- _GOAL_:
Rewrite every line of the records below as a JSON list of strings, one string per line, omitting blank lines and leaving out the pictures.

%%

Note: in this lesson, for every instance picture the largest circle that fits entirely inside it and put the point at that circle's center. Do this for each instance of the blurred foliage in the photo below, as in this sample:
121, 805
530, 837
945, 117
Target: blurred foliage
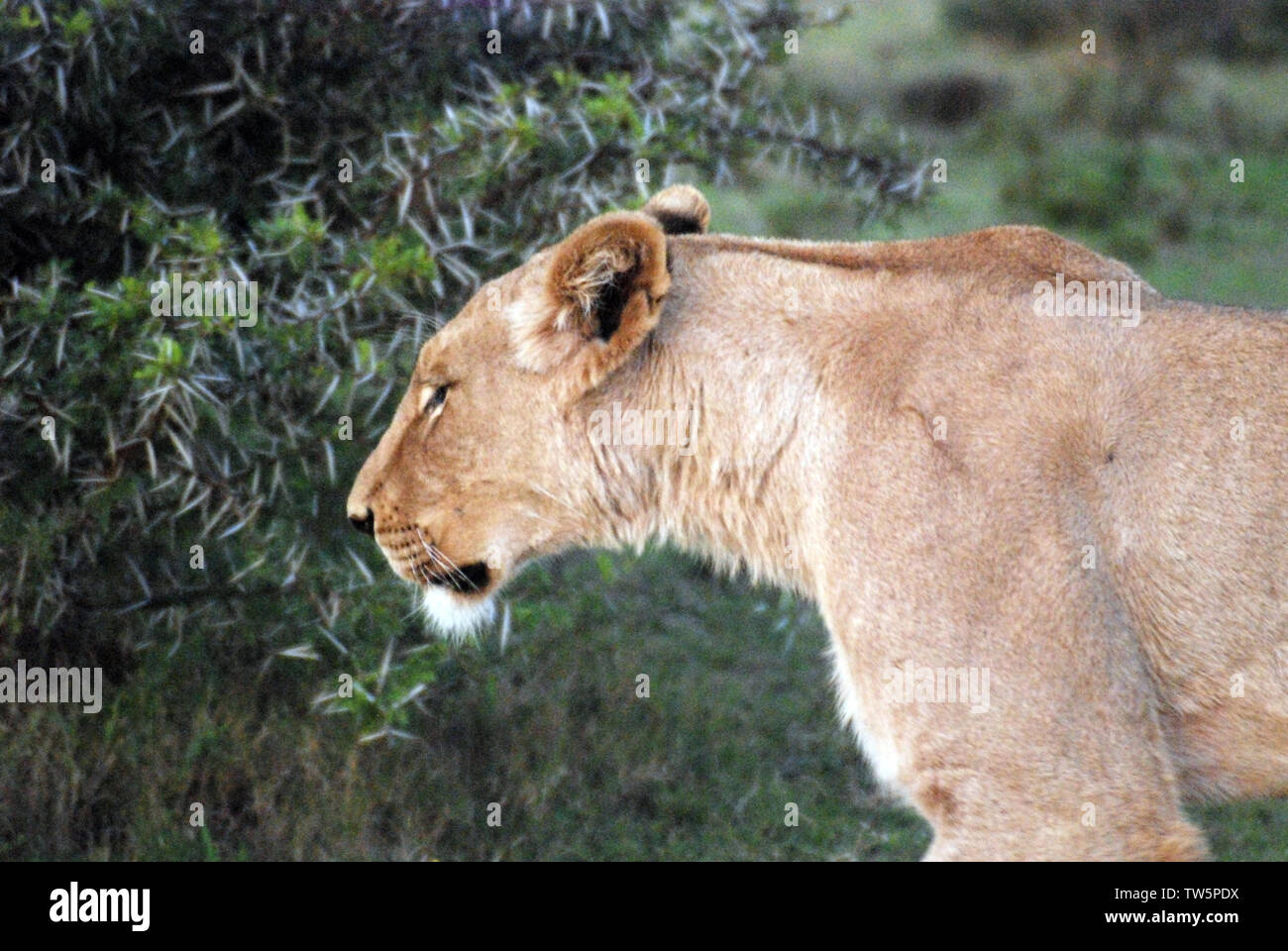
364, 163
1231, 30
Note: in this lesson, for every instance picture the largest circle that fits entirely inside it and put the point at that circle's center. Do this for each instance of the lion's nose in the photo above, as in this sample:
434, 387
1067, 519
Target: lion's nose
364, 522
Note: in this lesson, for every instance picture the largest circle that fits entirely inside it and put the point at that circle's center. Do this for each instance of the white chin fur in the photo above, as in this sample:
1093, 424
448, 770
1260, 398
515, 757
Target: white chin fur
452, 616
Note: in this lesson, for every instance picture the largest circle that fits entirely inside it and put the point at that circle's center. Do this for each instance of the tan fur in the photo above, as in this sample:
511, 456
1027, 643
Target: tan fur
892, 431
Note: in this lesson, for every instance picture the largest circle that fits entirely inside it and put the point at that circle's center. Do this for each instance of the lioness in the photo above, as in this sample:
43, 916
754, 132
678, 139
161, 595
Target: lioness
1082, 513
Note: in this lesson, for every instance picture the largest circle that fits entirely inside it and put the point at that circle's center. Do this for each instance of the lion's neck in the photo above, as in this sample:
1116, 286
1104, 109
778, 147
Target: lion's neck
706, 462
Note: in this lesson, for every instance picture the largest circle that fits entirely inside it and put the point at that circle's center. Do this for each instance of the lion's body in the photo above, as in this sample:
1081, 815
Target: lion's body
1089, 510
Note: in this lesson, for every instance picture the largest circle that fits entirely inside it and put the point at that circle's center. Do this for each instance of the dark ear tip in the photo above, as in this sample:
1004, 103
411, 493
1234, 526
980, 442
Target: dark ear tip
681, 210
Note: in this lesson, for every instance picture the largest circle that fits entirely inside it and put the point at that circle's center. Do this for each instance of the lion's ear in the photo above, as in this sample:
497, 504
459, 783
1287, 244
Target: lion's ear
681, 210
597, 302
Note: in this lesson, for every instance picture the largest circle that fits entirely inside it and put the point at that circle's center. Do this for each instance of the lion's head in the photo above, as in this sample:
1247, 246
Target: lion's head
487, 462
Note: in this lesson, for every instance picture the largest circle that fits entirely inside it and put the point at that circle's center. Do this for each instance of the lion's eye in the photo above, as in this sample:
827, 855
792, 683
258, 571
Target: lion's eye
434, 399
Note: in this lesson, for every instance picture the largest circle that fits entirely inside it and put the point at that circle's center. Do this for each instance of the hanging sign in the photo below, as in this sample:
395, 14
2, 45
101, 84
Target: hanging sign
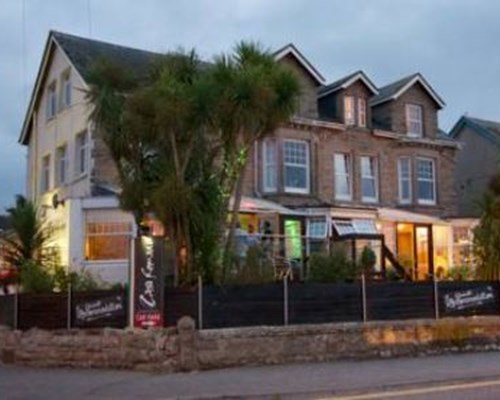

%%

- _EXERCISE RESPONSE_:
[
  "Note: in this lesson, for every instance picture the largest circle that fits entirely inside it and put the point at that circle's center. Do this for each instance of the blurred foliage in the photo below, as in this sample:",
  "121, 805",
  "530, 837",
  "945, 117",
  "Target: blurred foliage",
  "364, 163",
  "1231, 30",
  "Note: in this lesson, for every instance picture the largest circle that fits entirely inside it and put the point at that circle's center. Do this for each instance of the lion's nose in the photo above, as in this sample:",
  "434, 387",
  "1067, 519",
  "Target: lion's nose",
  "364, 522",
  "Note: in this lesson, for every instance picture the largest circle that fits entirely inside it and put the point at that circle's center. Do this for each instance of the white chin fur in the photo above, as in this sample:",
  "1093, 424",
  "448, 770",
  "1260, 398",
  "515, 757",
  "Target: white chin fur",
  "452, 616",
  "Note: in this lesson, for every instance picture the largest circle that fits entirely inside it and put the point at that circle's center. Do this for each instance of the tan fur in the photo above, as in this sample:",
  "511, 456",
  "1027, 643",
  "Target: tan fur",
  "892, 431",
  "Note: in this lesson, for every instance picture the largest circle that fits entirely inside it and put the point at that circle's center. Do this for each instance of the lioness in the photo above, as in this sample:",
  "43, 916",
  "754, 132",
  "678, 139",
  "161, 595",
  "Target: lioness",
  "1082, 513",
  "Note: in this lesson, for every instance picture the largest circle that fits entirely inside it and put the point at that circle's center. Do this for each instance of the lion's neck in the photo above, as in this sample:",
  "1116, 286",
  "1104, 109",
  "778, 147",
  "Target: lion's neck",
  "706, 462",
  "Note: in this lesson, for every instance picture the largest circle that fits entirely inside it and put the point at that circle's center. Do this for each instance of the lion's body in the photo above, as in this sample:",
  "1081, 815",
  "Target: lion's body",
  "1089, 510",
  "Note: in this lesson, for every instance picture the largest circle that fits entirely inside it and put the point at that circle's center. Do this for each instance of the dark ear tip in the photo above, as in this sample:",
  "1004, 103",
  "411, 493",
  "1234, 526",
  "980, 442",
  "Target: dark ear tip",
  "681, 210",
  "Note: in this lesson, for every instance picture the largest circle that fits entirely inside it and put the point at that circle's center. Do this for each instance of the lion's ear in the photo above, as in this sample:",
  "497, 504",
  "459, 783",
  "1287, 244",
  "Target: lion's ear",
  "681, 210",
  "597, 302",
  "Note: in this lesson, for every instance picture the largest circle that fits entirely inside it and put the point at that circle's center. Do this for each instance of the lion's head in the photo above, as in this sample:",
  "1247, 246",
  "Target: lion's head",
  "487, 462",
  "Note: in this lesson, for every instance picture the largest circle that fits entirely inside it and put the point at that circle's center. Do this for each instance of the lion's eye in the photo above, as in this sample:",
  "827, 855",
  "792, 683",
  "258, 571",
  "Target: lion's eye",
  "434, 399",
  "Note: in this lesson, for every instance picture the largest circle that fits entirely inside it and put the point at that circle's center. Do this for each instance of the hanging sign in the photo below, as in this sample:",
  "395, 14",
  "2, 45",
  "101, 84",
  "Target: hanging sign"
]